(READING TEXT)

Jo Ann Ahern's Response
First let me say that testing at a parents bedtime (11-12 PM) is normal. Most parents do this. I do not consider this testing at night. I'm talking about multiple tests throughout the night leading to sleep deprivation in these parents. Children need parents who are well rested during the day as well. I'm also not talking about testing at night when there is a reason to do so. If a child was more active during the day or isn't feeling well or didn't eat the same as usual or if they were corrected at bedtime. These are all reasons to check during the night (12-5 AM). I'm sure that 30% of our patients' parents check every night depending on what you consider night. I'm also sure that your other statistics apply to our patients as well. There are usually reasons to check during the night occasionally (adjusting basal rates or insulin doses for morning highs or lows). I simply want the kids to live as normal a life as possible. How can they sleep at their friends houses if they need to be tested all night? How can they attend camp where someone is not going to test them all night? Most of our patients are treated with the insulin pump (550 out of 950) patients. With this method we have very few severe hypos any more.

(End READING TEXT)
(GIVEN DATA)

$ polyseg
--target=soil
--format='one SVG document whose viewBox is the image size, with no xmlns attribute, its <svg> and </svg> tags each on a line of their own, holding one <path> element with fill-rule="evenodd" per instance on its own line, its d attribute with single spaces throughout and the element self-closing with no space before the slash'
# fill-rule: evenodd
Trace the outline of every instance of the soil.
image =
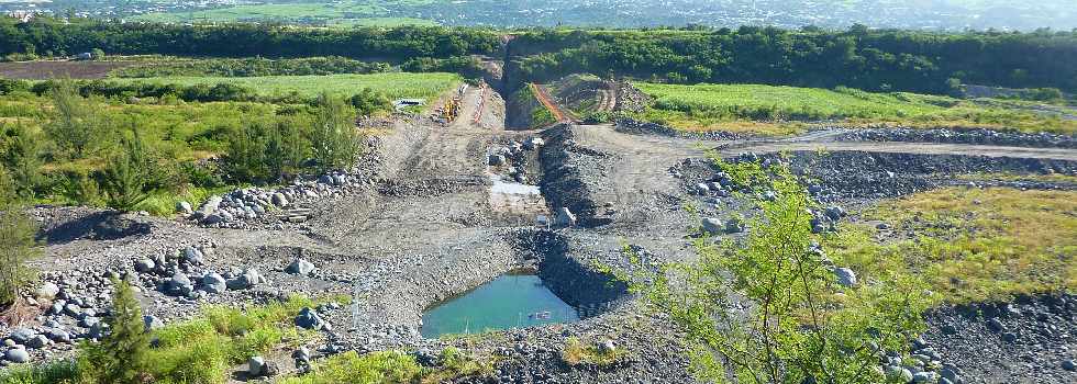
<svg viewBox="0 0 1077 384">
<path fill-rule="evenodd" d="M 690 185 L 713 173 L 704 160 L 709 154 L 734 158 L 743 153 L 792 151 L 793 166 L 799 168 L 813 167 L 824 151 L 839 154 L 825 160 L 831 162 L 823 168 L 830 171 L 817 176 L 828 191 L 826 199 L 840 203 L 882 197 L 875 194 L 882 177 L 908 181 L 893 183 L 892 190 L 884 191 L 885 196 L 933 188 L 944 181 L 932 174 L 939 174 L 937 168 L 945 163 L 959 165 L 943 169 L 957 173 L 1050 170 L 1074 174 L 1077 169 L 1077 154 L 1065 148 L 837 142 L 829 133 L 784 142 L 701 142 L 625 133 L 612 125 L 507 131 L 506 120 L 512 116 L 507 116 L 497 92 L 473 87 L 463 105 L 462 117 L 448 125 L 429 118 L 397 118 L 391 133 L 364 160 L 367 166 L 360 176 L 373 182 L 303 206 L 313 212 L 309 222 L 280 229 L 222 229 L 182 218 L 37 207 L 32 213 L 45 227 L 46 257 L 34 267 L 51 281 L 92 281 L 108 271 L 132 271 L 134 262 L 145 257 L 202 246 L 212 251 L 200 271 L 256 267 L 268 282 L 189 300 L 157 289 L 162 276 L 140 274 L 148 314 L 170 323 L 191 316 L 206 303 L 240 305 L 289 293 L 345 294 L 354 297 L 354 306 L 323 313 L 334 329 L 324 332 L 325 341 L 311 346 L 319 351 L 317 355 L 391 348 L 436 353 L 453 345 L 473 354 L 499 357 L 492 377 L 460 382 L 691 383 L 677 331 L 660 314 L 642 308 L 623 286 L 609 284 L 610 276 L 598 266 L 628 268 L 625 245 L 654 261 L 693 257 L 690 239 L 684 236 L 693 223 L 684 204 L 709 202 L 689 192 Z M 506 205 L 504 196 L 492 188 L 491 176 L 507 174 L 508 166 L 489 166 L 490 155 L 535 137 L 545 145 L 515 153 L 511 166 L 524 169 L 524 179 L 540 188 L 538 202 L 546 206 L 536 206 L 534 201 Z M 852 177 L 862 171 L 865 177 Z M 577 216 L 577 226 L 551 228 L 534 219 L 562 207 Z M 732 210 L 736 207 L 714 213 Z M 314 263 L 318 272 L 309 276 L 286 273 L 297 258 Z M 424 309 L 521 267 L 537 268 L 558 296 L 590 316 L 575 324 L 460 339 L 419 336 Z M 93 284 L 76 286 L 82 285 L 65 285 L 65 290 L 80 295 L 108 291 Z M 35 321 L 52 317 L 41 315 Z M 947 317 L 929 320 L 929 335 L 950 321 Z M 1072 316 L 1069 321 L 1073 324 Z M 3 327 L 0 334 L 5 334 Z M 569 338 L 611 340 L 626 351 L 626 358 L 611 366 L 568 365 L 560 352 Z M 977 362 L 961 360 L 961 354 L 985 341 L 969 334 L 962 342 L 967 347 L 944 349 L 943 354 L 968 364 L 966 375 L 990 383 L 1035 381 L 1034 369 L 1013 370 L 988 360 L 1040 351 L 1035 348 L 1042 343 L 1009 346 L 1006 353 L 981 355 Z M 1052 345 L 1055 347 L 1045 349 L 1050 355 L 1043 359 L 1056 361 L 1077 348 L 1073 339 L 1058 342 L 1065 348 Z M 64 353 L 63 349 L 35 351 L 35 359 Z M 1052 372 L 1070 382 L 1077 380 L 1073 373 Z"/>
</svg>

(End GIVEN DATA)

- [PROBLEM 1] Condense the paragraph of the response on nighttime testing that begins "First let me say that testing" into a short bulleted list of its main points.
- [PROBLEM 2] According to the response on nighttime testing, how many of the 950 patients are treated with the insulin pump?
- [PROBLEM 3] Carry on the response on nighttime testing from its last sentence.
The records were taken from a different source than the text.

- [ANSWER AREA 1]
- Testing at the parents' bedtime (11-12 PM) is normal and not considered night testing.
- The concern is multiple tests throughout the night, which leave parents sleep-deprived, and children need well-rested parents during the day.
- Checking during the night (12-5 AM) is justified when there is a reason: more activity that day, illness, eating differently than usual, or a correction at bedtime.
- Occasional night checks are also needed to adjust basal rates or insulin doses for morning highs or lows.
- About 30% of the patients' parents likely check every night, depending on how night is defined.
- The goal is for children to live as normal a life as possible, including sleeping at friends' houses and attending camp.
- 550 of the 950 patients use the insulin pump, and severe hypos have become very rare.

- [ANSWER AREA 2] 550

- [ANSWER AREA 3]
I do actually live with diabetes most of my life. I take care of children with diabetes all day (10 hours/day) for the past 25 years including 24 hour call, and my husband of 32 years also has type 1 diabetes (he does not check during the night unless he is low). He has had some severe hypoglycemia. Some parents do become obsessed with testing glucose levels. We have some that do 16 glucose tests/day. I don't believe that this engenders a normal life for the child or the parent. Of course parents all have a choice and must do whatever they are comfortable with but they should not make parents who don't test at night feel guilty either. They are both choices that parents can and do make. I have not seen a difference in hypoglycemia in the parents that test during the night and the ones that don't. I also have not seen a difference in HbA1c values of those that check at night and those who do not. I have also had many parents crying that other parents made them feel terrible about their choice not to test.
In the end it is a choice that parents make. We do not recommend routine testing at night for our patients but certainly if there is any doubt, they should check.
I have also answered several e-mails that I received directly. Obviously, all parents feel that they are doing the right thing or they wouldn't be doing it.